• WORK TO BE COMPLETED:
Write out the passage of the Las Vegas article word for word, from "What’s most immediately" to "21st-century lotus eaters.".

Las Vegas
“SOME PEOPLE SAY, ‘Danny, he’s not president any more, you should let up on him . . . “
To which the thousand-strong audience attending impressionist Danny Gans’s Sunday-night show at the Mirage hotel, having just laughed riotously at Gans’s extremely mild and obvious riff on Bill and Hillary and Monica and cigars, responds in one voice: “Nooooo!” A moment later, Gans morphs into Ronald Reagan: “I’ll cut your taxes,” he says, “and this” — meaning America — “is the Promised Land.” His audience, already eating out of the palm of Gans’s hand, erupts in raucous cheers and thunderous applause.
Gans, a one-time minor-league baseball player and third-rank television actor with an album currently racing up the contemporary Christian music charts, is the hottest act in Las Vegas right now — and it is telling that you have probably never heard of him. Las Vegas, the fastest-growing city in the United States, is not even the capital of Nevada, yet in a very real sense, it has become one of the nation’s cultural capitals. More than a million people live in Vegas and its suburbs, and another 35 million Americans visit every year. If Washington is the political capital, New York the business and media capital, and Los Angeles the capital of entertainment, Las Vegas has become the capital of that scattered sector of the United States that does not gravitate to, or have much respect for, any of the other capitals. And those cities reciprocate the indifference and disrespect.
The Americans populating the Las Vegas Strip, if only for a few days, are almost unknown to New Yorkers, Washingtonians, or Angelenos. They are the sort of people whose weekend revolves around the Friday high-school football game; the men are devoted to broadcasts of NASCAR races and pro wrestling, the women to Dr. Laura. They were saddened by the death of Dale Earnhardt, a man whom few residents of the other capitals had heard of. They wear shades of green found nowhere in nature woven into patterns found nowhere in nature made of material found nowhere in nature; while black may be the uniform in the other capitals, in Las Vegas it’s still exclusively the color of mourning.
What’s most immediately striking about Vegas visitors is the unassailable proof they provide of the warnings we’ve heard for years about the growing obesity of Americans — which you do not really believe is happening when your frame of reference is K Street or Melrose Avenue or Broadway, where the women are sylph-like, the men wiry, and both have visible muscle tone. If the salade nicoise is the signature dish of the other capitals, the endless buffets loaded with high-carb, high-fat, heavy foodstuffs offered at low prices in all Vegas hotels comprise a joyous cornucopia for these 21st-century lotus eaters.
And they love Danny Gans, who is by contemporary standards a most peculiar performer. He is wildly popular and successful, doing something like 100 superb impressions in 90 minutes, many of them in song (the most impressive on the night I saw him were of singers Sarah Vaughan and Anita Baker). He has a $ 100 million contract with the super luxurious Mirage, whose owners built an eponymous theater for him there. And yet Gans will probably never get an HBO special or a one-man show on Broadway, despite his undeniable talent, because his act doesn’t have any kind of edge.

• DATA LINES:
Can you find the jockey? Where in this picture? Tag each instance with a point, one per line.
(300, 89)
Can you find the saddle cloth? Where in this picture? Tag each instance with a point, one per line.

• WRITTEN RESPONSE:
What’s most immediately striking about Vegas visitors is the unassailable proof they provide of the warnings we’ve heard for years about the growing obesity of Americans — which you do not really believe is happening when your frame of reference is K Street or Melrose Avenue or Broadway, where the women are sylph-like, the men wiry, and both have visible muscle tone. If the salade nicoise is the signature dish of the other capitals, the endless buffets loaded with high-carb, high-fat, heavy foodstuffs offered at low prices in all Vegas hotels comprise a joyous cornucopia for these 21st-century lotus eaters.